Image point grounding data
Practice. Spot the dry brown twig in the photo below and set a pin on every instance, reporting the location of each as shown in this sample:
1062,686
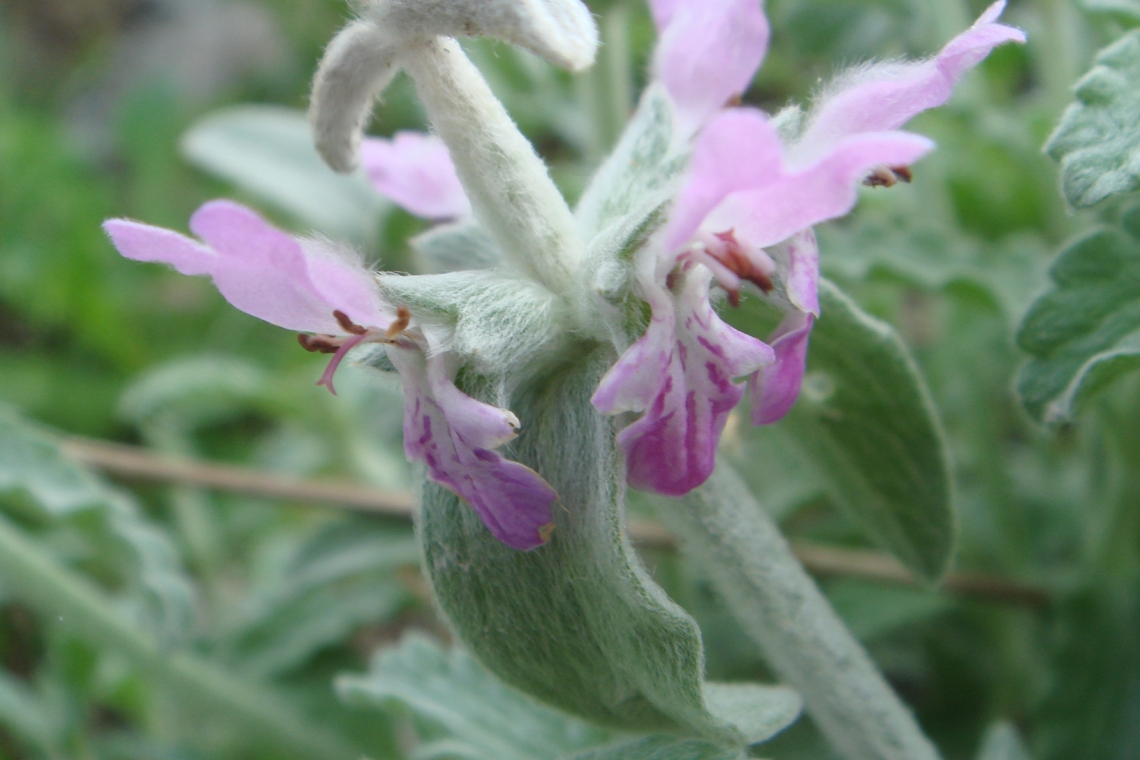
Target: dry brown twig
136,463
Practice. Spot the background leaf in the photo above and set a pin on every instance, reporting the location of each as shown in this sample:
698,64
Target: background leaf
1002,742
114,536
866,421
268,152
661,748
1098,140
1085,332
481,718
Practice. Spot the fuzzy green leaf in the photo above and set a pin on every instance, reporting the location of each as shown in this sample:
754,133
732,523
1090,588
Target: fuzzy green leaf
336,582
268,152
455,247
661,748
480,717
637,177
1085,332
578,622
1098,139
140,555
866,422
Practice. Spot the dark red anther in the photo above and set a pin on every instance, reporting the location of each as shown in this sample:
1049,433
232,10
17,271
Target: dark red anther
318,343
741,266
348,325
888,176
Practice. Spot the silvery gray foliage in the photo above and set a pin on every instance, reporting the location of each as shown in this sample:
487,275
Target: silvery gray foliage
589,631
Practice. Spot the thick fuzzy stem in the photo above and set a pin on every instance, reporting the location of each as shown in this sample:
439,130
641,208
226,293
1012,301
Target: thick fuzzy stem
751,565
510,189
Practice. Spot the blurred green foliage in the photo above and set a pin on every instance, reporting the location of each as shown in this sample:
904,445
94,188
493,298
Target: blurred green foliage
287,597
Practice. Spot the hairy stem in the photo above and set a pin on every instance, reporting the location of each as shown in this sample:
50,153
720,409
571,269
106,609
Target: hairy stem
607,88
510,188
59,594
752,566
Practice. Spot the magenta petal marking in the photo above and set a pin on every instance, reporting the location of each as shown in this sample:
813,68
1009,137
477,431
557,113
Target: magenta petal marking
416,172
452,434
888,97
259,269
708,52
672,448
350,343
775,387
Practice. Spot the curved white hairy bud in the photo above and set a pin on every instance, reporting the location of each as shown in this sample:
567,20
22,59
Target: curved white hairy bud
561,31
357,66
365,55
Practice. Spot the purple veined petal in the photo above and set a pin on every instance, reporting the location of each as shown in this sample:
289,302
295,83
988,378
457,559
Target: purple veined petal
738,149
885,98
511,499
635,380
775,387
416,172
259,269
672,448
788,203
707,54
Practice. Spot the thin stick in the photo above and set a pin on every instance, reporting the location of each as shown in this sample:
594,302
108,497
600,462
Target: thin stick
137,463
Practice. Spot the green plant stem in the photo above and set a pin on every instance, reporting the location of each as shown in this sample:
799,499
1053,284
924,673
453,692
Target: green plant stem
740,547
59,594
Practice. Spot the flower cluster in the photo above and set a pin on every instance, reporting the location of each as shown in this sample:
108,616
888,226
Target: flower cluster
740,218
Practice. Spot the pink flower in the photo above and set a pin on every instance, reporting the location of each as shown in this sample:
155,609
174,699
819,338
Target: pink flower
415,171
309,285
744,213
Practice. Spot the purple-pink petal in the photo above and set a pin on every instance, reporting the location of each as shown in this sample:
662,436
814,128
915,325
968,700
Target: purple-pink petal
259,269
889,96
775,387
787,202
738,180
670,449
738,149
454,434
707,54
416,172
798,264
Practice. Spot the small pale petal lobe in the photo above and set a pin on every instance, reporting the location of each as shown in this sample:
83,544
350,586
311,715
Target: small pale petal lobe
707,54
416,172
454,434
775,387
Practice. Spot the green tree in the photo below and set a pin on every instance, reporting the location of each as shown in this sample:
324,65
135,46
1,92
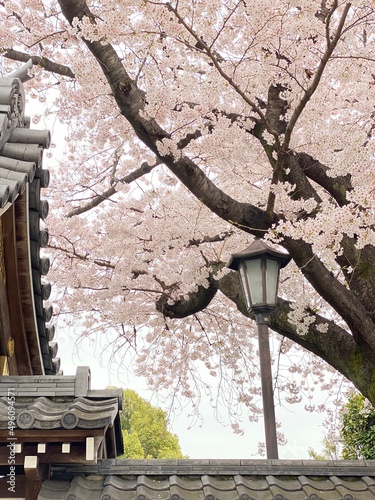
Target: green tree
145,430
358,429
329,450
357,433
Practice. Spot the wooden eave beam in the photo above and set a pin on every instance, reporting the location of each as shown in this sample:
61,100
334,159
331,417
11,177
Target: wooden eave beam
53,454
11,306
50,435
21,207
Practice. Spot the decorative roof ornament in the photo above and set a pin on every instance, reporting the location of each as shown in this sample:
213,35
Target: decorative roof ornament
22,212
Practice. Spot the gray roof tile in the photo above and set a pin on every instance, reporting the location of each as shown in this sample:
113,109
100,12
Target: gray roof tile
21,153
107,481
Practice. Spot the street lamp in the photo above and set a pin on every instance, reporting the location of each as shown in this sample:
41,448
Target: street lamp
259,266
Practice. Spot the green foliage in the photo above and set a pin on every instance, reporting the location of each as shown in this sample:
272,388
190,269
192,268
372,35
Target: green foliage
357,432
145,430
358,429
329,451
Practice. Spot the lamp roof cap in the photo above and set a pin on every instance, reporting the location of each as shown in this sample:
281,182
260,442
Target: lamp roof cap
256,249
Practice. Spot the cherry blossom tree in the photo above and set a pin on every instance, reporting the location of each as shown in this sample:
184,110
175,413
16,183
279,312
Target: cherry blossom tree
191,127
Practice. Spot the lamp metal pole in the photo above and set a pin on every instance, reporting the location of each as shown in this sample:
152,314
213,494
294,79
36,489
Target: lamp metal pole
262,320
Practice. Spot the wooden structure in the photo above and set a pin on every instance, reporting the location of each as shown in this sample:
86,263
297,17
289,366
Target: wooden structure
54,419
26,346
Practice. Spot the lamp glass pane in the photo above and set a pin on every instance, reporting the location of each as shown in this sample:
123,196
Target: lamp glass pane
254,277
272,274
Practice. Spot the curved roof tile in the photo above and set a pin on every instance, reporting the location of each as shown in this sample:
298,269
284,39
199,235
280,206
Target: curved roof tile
212,479
21,168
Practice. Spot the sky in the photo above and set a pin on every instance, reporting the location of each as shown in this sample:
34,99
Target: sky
211,439
303,430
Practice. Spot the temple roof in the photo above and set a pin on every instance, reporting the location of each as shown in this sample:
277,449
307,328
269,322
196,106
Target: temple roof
24,312
58,411
213,479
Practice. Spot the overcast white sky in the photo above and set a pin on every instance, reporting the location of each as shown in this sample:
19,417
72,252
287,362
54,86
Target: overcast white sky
212,440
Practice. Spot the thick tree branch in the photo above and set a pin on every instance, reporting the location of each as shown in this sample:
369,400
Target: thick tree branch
130,100
331,45
336,346
337,187
43,62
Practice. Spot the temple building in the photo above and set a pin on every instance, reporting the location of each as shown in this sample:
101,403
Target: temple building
59,438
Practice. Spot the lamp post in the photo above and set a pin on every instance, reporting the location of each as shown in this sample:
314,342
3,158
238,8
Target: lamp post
259,266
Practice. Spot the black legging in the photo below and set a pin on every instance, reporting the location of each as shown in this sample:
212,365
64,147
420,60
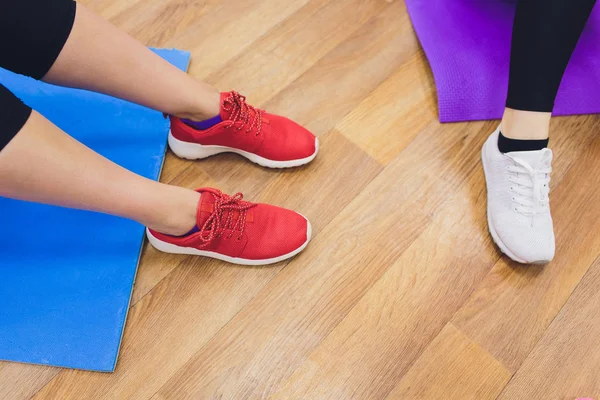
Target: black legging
545,33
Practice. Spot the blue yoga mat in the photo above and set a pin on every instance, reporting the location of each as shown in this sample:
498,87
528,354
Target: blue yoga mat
66,276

**Exercise details:** Output the entries above verbatim, leaving out images.

**Your response:**
Practice. Spot the dry brown twig in the photo below and set a pin on every instance, reporting the location of each as shown in this sample:
1062,686
Target: dry brown twig
136,463
Practice. Spot the background leaf in the photo above and set a pin on every instance, reporting the location of each as shown in this sample:
698,64
Target: background leaf
1002,742
114,536
866,421
268,152
661,748
1098,140
1085,332
481,718
Practice. Spot the fuzzy green leaf in the photo above and set a pin on every instance, reporting the location of each as shown in this sample:
754,133
732,523
1090,588
Target: fuzzy green leaf
336,582
268,152
455,247
661,748
480,717
637,177
1085,332
578,622
1098,139
140,555
866,422
Practice. Spot the dark red anther in the photo above and set a pin on every instance, reporting the location of each as shown in this sample:
1049,433
232,10
17,271
Target: dark red anther
318,343
741,266
348,325
888,176
Practice. Spot the silvery gray foliage in the photo above and set a pin on every instance, reporting the location of each as shown in this sample:
487,275
Target: silvery gray foliage
589,631
Practice. Spot the thick fuzzy stem in the photo above and set a pin on every instance, reporting the location of each as shown in this sample:
439,130
641,208
226,293
1012,301
Target: thick fuzzy stem
751,565
510,189
Practice. Spot the blurred green foliage in the photo above and set a pin on every instance, reporting the location of each as shown in this sample:
904,445
94,188
493,298
Target: blurred green foliage
287,597
Practice. Spot the hairy stem in the photo above and set a pin on every instance, reporting the location of each as shown in this sample:
50,153
720,409
571,269
106,609
Target: hairy stem
607,88
510,188
59,594
752,566
Practice. Spot the magenta petal marking in the photo above and set a pin on every instance, reporting the location of each as shown in this sample:
813,68
1009,137
477,431
557,113
Target: magenta petal marking
416,172
452,434
888,97
259,269
708,52
672,448
350,343
775,387
Practice. Spot the curved white hairy bud in the photo above and set a pin on every instance, reporting the location of each as shown in this sample:
567,20
22,59
Target: curved white hairy bud
561,31
357,66
365,55
Practice. Spot the purple veined petal in the photo above and set a pin on every instance, reporting the location of each as shown in this sample:
289,302
295,83
988,378
457,559
Target: purple veined petal
738,149
885,98
511,499
635,380
775,387
416,172
259,269
672,448
788,203
707,54
Practice. Spot the thin stick in the photo above and set a pin on every instance, reporting the location of each as shown in this sample:
594,302
108,497
600,462
Target: thin stick
137,463
Practice. Spot the green plant stem in the photo above and set a pin on every instance, reporting the location of each as shown in this sample:
799,499
1053,284
924,673
453,692
Target: green plant stem
740,547
59,594
Practice. Spot the flower cluster in the photo above and set a pin on every instance, reporting the location of each as shown in this sample:
108,616
888,226
Target: flower cluster
740,218
Practice. Spot the pink flower in the photo above and set a pin on every instance, reporting the location of each as shown in this sample:
155,609
174,699
819,338
Target: pink flower
415,171
309,285
744,213
Practice. Spot the purple-pink petal in the photo above and set a pin on every instance, reporting the location of each as shown in this sample:
662,436
814,128
915,325
968,700
Target: purple-pink petal
259,269
889,96
775,387
787,202
738,180
670,449
738,149
454,434
707,54
416,172
798,264
Practice. Spot the small pale petal lobe in the photo above and set a pin on every instance, reporting the location of each as shown in this sample:
83,544
350,586
311,715
Target: small pale petal lobe
707,54
416,172
454,434
775,387
Practice. Spot the green tree in the photo below and set a pin on every instance, reporting the location of each as shown in this sample:
324,65
135,46
1,92
Target: green tree
145,430
358,429
329,450
357,433
Practice. Spot the wooden eave beam in the photo above and set a pin on every instance, reporting the location of each as shown in this sample:
61,100
334,159
331,417
11,177
Target: wooden eave beam
53,454
11,306
50,435
21,207
Practice. Spot the decorative roof ornament in the photo above and set a pin on every instance, reporting the location of each as shown in this sample:
213,35
Target: decorative roof ornament
22,212
Practice. Spot the gray roof tile in the photo above and set a pin on every instance, reporting the location of each as shown in this sample:
113,109
100,12
Target: gray roof tile
21,153
107,481
Practice. Spot the street lamp in the photo above and set a pin on every instance, reporting the location of each as shown in this sample:
41,448
Target: street lamp
259,266
Practice. Spot the green foliage in the photo above and set a pin on every instance, reporting the location of each as shown in this sample:
272,388
190,269
192,268
372,35
Target: green foliage
357,432
145,430
358,429
329,451
Practice. Spot the lamp roof cap in the photo above and set a pin on every instance, reporting the location of each as shown in this sample:
281,182
260,442
Target: lamp roof cap
256,249
Practice. Spot the cherry blossom tree in the photo above and set a pin on every instance, reporting the location of each as shown in this sample:
184,110
175,413
16,183
279,312
Target: cherry blossom tree
191,127
Practice. Spot the lamp metal pole in the photo above and set a pin on every instance, reporting the location of each as shown in this sample:
152,314
213,494
294,79
36,489
Target: lamp metal pole
262,320
Practice. Spot the wooden structure in the photo above and set a pin on every instance, reporting the location of each as shown in this sample:
86,263
297,17
289,366
Target: wooden structure
54,419
26,346
Practice. Spot the lamp glass pane in the photo above and set a pin on every instance, reporting the location of each as shown in this sample:
123,196
Target: lamp glass pane
254,277
272,274
Practice. Spot the curved roof tile in the photo above and set a pin on every instance, reporting the location of each as shown in this sample:
298,269
284,39
199,235
280,206
Target: curved roof tile
212,479
21,168
Practice. Spot the sky in the photo above and set a pin on every instance, reporting the location of each as shown in this sample:
34,99
Target: sky
211,439
303,430
Practice. Spot the temple roof in the photo above and set a pin on every instance, reporting the location of each as shown in this sample:
277,449
307,328
269,322
196,106
Target: temple roof
24,312
58,411
213,479
Practice. Spot the overcast white sky in the photo above and set a pin on every instance, reporting the location of each as shown in this sample:
19,417
72,252
287,362
54,86
Target: overcast white sky
212,440
Practice. Spot the thick tree branch in the photo above and set a pin on every instance, reporting the location of each as shown in this sample:
369,400
Target: thick tree branch
130,100
331,45
336,346
337,187
43,62
Practice. Spot the temple building in the photo above and set a pin on every instance, reporting the location of each as shown in this sample:
101,403
Target: temple building
59,438
Practice. Spot the lamp post in the photo above and set a pin on every instance, reporting the location of each as shown in this sample:
314,342
3,158
238,8
Target: lamp post
259,266
Practice. Spot the black legging in the photo below and set a pin on every instance, reporting the location of each as shown in this sample:
212,365
64,147
420,60
Target: black legging
545,33
Practice. Spot the blue yoga mat in the photo above and set a pin on every instance, reporting the location of each as shown in this sample:
498,87
528,354
Target: blue yoga mat
66,276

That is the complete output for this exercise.